• _Supplied passage_:
The Bad Feminist author also explained her decision to remove her podcast from the Swedish audio streaming giant in an op-ed published by The New York Times on Thursday (3 February), after Neil Young took a stand against rampant Covid misinformation on Rogan’s podcast last month.
The anti-Spotify camp currently includes singer Joni Mitchell, folk rock band Crosby, Stills and Nash, musicians India Arie and Nils Lofgren, as well as podcast host Brene Brown.
Rogan had last year interviewed doctor Robert Malone, who falsely claimed on The Joe Rogan Experience, that Americans were “hypnotised” into wearing masks and getting vaccines.
He provoked more backlash after allowing controversial clinical psychologist Jordan Peterson to go on lengthy “rants” of climate misinformation during an episode that was released on 25 January.
Gay had, earlier on Tuesday (1 February), tweeted she would be removing her podcast The Roxanne Gay Agenda from Spotify over its continued association with Rogan and the rampant misinformation about Covid-19, vaccines and climate change.
In her op-ed, she said she had chosen to make another “small stand” by joining Young, Mitchell and “a growing group of creators”.
Gay also pointed out that she had previously turned down a book deal with Simon & Schuster after learning the publishing company had bought a book by “white supremacist” Milo Yiannopoulos.
She added that her decision was “symbolic, as most such stands are” since the majority of her books are published by Rupert Murdoch-owned Harper Collins that has also “published all kinds of people I find odious, dangerous and amoral.”
“Every day, I try to make the best decisions possible about what I create, what I consume, and who I collaborate with – but living in the world, participating in capitalism, requires moral compromise,” she wrote.

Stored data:
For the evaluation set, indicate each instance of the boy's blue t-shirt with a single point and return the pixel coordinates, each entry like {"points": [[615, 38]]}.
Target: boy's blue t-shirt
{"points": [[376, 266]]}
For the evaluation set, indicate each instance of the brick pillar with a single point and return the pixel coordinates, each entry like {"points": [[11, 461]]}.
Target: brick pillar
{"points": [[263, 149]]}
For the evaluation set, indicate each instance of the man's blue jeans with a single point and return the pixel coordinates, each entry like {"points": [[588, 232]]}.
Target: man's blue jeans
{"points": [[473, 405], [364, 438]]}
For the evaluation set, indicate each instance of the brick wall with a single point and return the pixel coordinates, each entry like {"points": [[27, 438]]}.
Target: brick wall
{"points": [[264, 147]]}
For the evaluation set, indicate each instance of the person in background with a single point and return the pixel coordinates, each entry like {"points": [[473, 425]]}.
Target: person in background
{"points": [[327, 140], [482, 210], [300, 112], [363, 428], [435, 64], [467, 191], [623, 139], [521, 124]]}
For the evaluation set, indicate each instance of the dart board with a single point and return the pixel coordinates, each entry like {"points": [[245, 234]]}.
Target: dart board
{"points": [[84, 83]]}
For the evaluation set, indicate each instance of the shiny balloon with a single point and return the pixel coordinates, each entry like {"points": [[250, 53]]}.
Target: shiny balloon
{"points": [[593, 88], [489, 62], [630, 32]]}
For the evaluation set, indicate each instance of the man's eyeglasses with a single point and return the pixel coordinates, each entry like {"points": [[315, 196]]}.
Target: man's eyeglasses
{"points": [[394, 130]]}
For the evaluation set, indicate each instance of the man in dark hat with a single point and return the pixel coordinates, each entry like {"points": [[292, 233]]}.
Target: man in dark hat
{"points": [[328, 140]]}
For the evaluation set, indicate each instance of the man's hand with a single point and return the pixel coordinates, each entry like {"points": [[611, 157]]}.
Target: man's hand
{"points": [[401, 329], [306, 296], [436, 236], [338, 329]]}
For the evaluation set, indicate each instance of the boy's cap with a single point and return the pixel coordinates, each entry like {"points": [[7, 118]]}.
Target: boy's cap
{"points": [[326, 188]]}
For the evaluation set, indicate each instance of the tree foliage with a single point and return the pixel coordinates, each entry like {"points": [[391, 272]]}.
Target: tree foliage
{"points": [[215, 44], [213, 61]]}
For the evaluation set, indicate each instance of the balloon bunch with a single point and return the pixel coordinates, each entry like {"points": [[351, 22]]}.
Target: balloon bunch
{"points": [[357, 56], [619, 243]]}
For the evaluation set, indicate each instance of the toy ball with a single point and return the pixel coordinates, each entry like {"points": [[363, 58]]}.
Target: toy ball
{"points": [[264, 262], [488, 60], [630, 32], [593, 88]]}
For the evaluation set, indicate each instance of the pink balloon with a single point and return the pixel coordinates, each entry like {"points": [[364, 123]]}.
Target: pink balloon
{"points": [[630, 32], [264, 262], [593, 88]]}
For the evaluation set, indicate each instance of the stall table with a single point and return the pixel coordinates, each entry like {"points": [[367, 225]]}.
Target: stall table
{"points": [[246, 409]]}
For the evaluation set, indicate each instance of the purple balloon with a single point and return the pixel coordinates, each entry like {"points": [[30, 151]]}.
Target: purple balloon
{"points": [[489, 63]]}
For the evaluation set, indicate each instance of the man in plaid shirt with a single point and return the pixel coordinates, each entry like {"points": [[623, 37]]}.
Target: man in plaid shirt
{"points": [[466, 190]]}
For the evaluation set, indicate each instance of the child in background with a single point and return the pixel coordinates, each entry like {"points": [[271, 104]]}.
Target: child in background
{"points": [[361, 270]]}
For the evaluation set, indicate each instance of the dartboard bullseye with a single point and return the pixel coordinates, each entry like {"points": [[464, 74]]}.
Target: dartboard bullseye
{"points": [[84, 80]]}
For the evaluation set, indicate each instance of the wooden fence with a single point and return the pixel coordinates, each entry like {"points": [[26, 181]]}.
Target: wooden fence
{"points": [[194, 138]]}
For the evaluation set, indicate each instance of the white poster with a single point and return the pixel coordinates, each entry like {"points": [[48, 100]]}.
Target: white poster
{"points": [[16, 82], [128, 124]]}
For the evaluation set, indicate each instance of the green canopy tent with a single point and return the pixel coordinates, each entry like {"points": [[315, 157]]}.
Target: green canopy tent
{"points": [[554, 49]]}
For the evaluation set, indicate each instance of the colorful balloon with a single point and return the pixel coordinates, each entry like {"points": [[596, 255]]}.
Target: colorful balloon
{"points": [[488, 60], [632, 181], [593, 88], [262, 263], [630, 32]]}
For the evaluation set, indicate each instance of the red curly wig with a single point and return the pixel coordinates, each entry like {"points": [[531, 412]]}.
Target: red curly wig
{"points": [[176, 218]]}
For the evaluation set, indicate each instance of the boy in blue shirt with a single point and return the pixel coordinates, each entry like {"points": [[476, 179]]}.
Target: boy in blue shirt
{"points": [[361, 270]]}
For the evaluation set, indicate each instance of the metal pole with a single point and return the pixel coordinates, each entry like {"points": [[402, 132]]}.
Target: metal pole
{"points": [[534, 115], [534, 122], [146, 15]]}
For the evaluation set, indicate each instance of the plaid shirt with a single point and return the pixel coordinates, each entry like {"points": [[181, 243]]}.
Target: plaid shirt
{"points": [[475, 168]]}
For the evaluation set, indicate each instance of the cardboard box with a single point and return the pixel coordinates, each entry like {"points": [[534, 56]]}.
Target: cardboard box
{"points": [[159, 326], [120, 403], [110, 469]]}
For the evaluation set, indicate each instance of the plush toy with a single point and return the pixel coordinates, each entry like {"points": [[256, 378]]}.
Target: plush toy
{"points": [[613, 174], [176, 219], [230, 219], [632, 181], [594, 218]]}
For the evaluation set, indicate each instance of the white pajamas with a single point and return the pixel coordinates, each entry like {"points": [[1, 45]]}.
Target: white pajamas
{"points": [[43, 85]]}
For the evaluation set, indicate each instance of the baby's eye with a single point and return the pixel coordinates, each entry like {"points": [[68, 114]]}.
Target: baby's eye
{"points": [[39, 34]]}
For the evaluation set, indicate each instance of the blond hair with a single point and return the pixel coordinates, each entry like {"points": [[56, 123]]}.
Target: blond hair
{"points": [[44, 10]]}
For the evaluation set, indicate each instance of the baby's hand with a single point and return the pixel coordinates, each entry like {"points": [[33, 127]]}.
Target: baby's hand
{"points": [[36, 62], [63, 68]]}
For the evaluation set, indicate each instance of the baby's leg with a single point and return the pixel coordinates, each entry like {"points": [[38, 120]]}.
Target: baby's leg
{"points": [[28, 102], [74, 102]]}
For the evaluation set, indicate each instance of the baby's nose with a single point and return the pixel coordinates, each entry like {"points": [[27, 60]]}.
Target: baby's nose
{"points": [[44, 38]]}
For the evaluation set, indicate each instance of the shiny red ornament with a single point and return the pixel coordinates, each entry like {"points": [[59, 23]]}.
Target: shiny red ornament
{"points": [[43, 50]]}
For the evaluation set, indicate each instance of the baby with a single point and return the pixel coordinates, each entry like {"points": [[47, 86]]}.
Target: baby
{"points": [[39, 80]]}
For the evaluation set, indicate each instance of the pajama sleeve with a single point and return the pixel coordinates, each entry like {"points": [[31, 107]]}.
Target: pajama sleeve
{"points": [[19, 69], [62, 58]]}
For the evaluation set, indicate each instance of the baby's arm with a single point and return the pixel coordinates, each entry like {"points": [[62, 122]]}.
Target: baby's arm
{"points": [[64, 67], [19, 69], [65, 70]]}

--

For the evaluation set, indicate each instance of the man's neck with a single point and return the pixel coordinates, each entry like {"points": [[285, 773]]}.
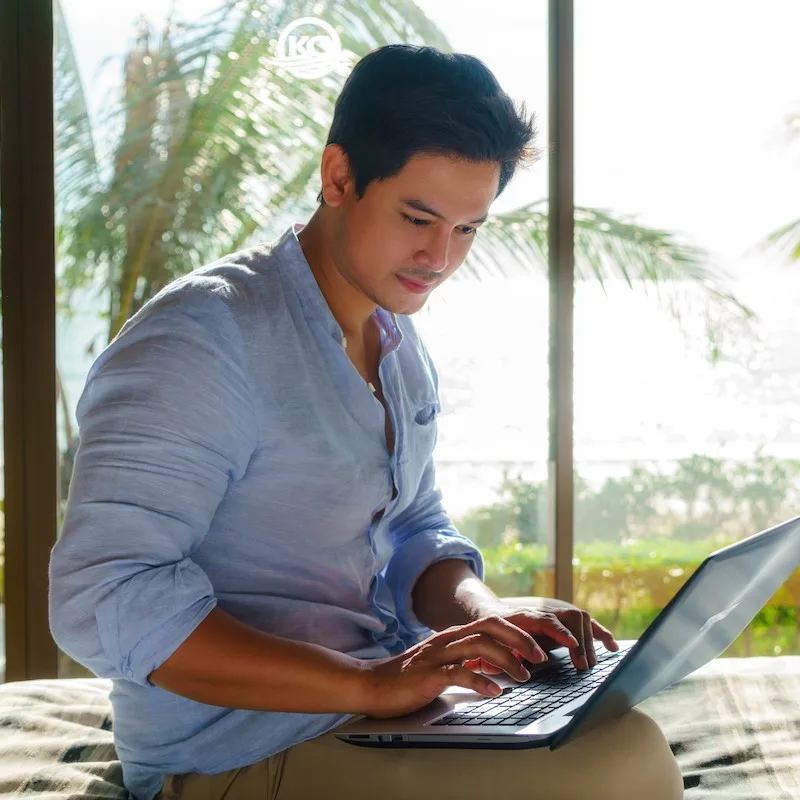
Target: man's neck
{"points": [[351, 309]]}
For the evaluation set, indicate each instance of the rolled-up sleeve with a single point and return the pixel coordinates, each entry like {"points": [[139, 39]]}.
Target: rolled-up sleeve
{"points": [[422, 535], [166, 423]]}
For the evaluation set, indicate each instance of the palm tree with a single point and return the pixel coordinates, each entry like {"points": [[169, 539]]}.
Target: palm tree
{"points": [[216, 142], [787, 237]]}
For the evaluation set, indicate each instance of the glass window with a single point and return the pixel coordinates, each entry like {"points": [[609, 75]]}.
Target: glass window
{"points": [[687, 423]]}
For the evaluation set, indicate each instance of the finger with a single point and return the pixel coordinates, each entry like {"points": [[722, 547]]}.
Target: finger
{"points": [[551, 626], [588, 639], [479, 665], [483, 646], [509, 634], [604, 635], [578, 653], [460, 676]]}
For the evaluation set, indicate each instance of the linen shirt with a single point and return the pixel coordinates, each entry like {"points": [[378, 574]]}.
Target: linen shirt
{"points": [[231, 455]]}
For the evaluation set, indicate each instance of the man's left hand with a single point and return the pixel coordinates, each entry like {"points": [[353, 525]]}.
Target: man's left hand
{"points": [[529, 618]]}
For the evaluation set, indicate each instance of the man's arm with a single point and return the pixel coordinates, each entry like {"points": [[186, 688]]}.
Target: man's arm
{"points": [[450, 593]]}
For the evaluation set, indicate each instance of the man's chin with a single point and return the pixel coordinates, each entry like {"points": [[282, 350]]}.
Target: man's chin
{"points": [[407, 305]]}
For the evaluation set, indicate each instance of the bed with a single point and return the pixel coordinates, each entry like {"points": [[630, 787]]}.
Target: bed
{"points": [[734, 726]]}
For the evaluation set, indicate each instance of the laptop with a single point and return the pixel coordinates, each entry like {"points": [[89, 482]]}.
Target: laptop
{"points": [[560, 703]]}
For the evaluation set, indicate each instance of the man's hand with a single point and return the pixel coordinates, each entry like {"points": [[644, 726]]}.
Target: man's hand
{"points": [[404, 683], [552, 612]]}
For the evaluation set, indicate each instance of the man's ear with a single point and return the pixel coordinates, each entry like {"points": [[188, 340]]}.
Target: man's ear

==

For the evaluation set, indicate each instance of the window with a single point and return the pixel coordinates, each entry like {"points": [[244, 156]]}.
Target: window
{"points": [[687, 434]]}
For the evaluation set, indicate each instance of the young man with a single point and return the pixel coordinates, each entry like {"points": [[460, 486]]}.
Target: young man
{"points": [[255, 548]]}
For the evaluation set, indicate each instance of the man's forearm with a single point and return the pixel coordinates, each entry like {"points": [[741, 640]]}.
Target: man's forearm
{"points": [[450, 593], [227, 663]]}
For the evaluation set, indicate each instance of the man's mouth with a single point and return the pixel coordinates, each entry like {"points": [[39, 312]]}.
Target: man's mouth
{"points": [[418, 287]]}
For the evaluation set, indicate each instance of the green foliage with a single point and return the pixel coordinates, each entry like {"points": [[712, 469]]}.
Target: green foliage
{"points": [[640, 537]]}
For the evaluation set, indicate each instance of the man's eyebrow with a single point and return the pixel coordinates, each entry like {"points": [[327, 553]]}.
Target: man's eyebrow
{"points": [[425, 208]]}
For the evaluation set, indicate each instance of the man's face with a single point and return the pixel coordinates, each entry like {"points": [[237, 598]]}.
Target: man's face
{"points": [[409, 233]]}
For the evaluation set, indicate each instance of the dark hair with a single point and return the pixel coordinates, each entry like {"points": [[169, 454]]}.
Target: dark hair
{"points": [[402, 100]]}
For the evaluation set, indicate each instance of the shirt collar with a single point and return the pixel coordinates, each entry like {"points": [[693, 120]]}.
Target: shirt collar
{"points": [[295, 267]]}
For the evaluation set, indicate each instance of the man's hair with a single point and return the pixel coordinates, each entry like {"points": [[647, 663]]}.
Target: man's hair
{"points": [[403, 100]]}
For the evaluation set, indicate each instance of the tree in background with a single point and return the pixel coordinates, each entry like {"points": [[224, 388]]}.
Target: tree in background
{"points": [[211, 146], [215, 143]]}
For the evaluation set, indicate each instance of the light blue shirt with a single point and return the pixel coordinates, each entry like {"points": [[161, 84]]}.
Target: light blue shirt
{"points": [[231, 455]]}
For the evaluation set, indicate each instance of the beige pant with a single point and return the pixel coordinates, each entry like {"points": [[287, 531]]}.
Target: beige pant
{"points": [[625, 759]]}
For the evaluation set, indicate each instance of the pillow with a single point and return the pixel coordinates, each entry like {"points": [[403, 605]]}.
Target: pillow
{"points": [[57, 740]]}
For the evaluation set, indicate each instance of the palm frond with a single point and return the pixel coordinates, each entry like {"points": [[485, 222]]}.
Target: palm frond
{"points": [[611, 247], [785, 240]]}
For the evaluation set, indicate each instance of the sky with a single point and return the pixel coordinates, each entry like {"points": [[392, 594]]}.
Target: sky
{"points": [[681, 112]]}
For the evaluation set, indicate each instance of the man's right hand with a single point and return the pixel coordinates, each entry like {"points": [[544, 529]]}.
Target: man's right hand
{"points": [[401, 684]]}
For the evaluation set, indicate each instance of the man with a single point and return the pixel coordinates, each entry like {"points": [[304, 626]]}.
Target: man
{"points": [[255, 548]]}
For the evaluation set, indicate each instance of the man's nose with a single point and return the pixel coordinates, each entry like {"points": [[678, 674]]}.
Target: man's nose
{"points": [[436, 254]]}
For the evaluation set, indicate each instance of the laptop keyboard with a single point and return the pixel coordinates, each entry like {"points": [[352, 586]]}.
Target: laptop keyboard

• _Things to do_:
(a) In the Spotify article, replace "Swedish audio streaming giant" with "Swedish streaming company" and write out everything from "The Bad Feminist" down to "and getting vaccines.".
(b) According to the Spotify article, why did Gay call her decision symbolic? Answer in one to three sentences.

• _Results for the exercise_:
(a)
The Bad Feminist author also explained her decision to remove her podcast from the Swedish streaming company in an op-ed published by The New York Times on Thursday (3 February), after Neil Young took a stand against rampant Covid misinformation on Rogan’s podcast last month.
The anti-Spotify camp currently includes singer Joni Mitchell, folk rock band Crosby, Stills and Nash, musicians India Arie and Nils Lofgren, as well as podcast host Brene Brown.
Rogan had last year interviewed doctor Robert Malone, who falsely claimed on The Joe Rogan Experience, that Americans were “hypnotised” into wearing masks and getting vaccines.

(b) Most of her books are published by Rupert Murdoch-owned Harper Collins. She said that publisher has also "published all kinds of people I find odious, dangerous and amoral."